Everything from the first line of the material below through the line containing "positive clicks: (264, 419) (293, 807)" must be retyped exactly, and nothing past it.

....................

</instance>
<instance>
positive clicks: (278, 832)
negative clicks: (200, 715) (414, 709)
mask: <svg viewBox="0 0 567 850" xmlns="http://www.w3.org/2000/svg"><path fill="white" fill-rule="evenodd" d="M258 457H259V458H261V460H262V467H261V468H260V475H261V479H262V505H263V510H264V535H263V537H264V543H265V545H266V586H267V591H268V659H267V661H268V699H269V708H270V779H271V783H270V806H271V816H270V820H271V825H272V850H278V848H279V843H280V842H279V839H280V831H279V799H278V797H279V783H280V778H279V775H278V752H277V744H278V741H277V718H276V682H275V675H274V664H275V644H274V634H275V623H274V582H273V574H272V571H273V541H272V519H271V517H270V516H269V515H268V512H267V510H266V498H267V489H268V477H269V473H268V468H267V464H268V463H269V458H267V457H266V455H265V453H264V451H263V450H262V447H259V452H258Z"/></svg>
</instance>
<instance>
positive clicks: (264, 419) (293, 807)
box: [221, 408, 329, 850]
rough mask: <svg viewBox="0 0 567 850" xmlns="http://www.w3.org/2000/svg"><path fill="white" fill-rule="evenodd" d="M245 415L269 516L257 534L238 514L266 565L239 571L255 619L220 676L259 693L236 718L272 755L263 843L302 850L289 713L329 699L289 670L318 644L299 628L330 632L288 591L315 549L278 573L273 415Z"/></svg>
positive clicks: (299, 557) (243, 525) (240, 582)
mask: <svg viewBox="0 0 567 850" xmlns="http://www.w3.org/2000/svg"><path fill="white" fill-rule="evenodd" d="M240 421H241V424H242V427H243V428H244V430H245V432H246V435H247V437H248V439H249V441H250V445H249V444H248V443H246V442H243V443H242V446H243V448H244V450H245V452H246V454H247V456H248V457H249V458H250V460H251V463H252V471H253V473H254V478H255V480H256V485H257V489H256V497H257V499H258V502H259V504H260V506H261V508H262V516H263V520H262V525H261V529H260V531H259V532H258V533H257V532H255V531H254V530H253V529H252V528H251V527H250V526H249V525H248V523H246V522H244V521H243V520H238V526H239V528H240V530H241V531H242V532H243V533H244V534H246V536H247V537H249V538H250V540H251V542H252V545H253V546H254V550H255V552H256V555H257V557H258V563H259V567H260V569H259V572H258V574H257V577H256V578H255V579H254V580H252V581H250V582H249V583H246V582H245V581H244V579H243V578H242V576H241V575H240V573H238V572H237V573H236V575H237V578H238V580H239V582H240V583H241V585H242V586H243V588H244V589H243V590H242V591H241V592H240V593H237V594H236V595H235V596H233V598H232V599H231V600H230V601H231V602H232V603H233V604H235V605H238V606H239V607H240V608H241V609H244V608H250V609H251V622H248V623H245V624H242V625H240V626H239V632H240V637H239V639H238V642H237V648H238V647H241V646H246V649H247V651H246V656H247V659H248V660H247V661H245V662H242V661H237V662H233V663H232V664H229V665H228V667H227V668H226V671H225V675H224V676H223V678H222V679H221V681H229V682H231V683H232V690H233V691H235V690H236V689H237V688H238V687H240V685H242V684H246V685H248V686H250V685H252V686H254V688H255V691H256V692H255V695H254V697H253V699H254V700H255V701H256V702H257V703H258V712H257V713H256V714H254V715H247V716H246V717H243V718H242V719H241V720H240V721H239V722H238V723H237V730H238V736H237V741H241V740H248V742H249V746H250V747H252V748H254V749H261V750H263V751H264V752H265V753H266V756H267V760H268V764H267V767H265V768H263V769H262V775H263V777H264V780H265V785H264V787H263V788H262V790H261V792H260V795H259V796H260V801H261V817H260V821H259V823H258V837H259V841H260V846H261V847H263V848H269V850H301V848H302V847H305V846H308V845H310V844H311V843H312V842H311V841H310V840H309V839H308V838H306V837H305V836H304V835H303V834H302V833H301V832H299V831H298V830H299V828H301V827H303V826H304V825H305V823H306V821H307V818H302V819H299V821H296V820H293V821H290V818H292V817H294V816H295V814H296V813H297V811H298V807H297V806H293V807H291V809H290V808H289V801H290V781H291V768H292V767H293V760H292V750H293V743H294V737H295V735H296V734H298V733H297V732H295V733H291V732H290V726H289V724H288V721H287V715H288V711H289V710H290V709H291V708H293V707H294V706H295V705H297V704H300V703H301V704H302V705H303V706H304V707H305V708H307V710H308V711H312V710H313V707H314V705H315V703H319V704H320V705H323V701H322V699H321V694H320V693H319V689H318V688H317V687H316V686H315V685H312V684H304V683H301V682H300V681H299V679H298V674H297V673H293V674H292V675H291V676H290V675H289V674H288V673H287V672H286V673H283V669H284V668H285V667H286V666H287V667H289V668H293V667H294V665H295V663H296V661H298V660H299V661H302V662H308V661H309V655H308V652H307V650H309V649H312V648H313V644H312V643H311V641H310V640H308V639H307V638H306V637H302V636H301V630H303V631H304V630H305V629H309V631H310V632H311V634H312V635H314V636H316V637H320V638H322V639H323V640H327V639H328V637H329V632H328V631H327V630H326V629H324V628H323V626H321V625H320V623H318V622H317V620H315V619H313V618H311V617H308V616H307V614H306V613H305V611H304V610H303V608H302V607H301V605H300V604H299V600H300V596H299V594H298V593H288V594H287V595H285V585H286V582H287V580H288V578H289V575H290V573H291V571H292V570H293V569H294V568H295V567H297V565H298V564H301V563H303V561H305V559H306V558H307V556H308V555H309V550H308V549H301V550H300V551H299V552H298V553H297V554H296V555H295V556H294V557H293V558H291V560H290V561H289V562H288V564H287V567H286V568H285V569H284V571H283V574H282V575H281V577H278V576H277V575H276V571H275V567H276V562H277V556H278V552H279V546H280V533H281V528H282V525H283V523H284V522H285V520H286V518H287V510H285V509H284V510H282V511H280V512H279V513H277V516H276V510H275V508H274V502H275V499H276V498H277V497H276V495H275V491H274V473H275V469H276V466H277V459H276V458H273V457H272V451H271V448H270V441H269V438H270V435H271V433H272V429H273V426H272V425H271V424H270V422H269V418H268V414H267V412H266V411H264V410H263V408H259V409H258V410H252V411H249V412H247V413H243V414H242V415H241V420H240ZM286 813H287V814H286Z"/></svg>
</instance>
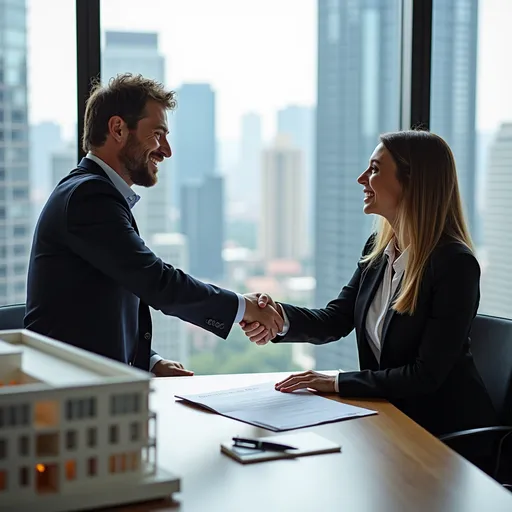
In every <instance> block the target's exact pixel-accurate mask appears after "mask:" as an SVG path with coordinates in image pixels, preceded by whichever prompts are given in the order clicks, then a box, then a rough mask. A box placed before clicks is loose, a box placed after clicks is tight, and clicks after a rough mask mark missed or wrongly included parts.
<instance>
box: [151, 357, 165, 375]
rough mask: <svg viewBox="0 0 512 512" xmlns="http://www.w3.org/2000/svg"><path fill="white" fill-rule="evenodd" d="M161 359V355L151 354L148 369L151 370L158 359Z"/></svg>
mask: <svg viewBox="0 0 512 512" xmlns="http://www.w3.org/2000/svg"><path fill="white" fill-rule="evenodd" d="M162 359H163V357H162V356H159V355H158V354H153V355H152V356H151V358H150V360H149V371H153V367H154V366H155V364H156V363H158V361H161V360H162Z"/></svg>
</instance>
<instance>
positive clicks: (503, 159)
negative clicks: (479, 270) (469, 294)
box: [479, 123, 512, 317]
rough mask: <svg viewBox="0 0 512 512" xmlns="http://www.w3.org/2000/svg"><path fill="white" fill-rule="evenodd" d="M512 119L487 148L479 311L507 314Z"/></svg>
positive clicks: (511, 292) (511, 245) (510, 289)
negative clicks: (510, 122)
mask: <svg viewBox="0 0 512 512" xmlns="http://www.w3.org/2000/svg"><path fill="white" fill-rule="evenodd" d="M511 169H512V123H505V124H503V125H501V127H500V129H499V130H498V132H497V134H496V137H495V139H494V141H493V143H492V144H491V146H490V148H489V153H488V167H487V173H486V176H487V180H486V207H485V213H484V219H483V220H484V222H483V244H484V247H485V253H486V255H487V258H486V259H487V264H486V265H484V266H483V271H482V299H481V304H480V310H479V311H480V312H481V313H484V314H489V315H494V316H503V317H510V314H511V312H512V273H511V272H510V259H511V256H512V234H511V230H510V219H512V202H511V201H510V198H511V197H512V173H511Z"/></svg>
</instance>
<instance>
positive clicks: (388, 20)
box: [101, 0, 401, 374]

....................

*Response below:*
</instance>
<instance>
positive clicks: (278, 832)
negative clicks: (200, 715) (414, 709)
mask: <svg viewBox="0 0 567 850" xmlns="http://www.w3.org/2000/svg"><path fill="white" fill-rule="evenodd" d="M258 457H259V458H261V460H262V467H261V468H260V475H261V479H262V505H263V510H264V535H263V537H264V543H265V545H266V586H267V591H268V659H267V661H268V699H269V708H270V779H271V783H270V806H271V816H270V820H271V825H272V850H278V848H279V843H280V842H279V839H280V831H279V799H278V797H279V783H280V778H279V775H278V752H277V744H278V741H277V718H276V682H275V675H274V664H275V644H274V634H275V623H274V582H273V574H272V571H273V541H272V519H271V517H270V516H269V515H268V512H267V510H266V498H267V489H268V477H269V473H268V468H267V464H268V463H269V458H267V457H266V455H265V453H264V451H263V450H262V447H259V452H258Z"/></svg>
</instance>
<instance>
positive clicks: (264, 419) (293, 807)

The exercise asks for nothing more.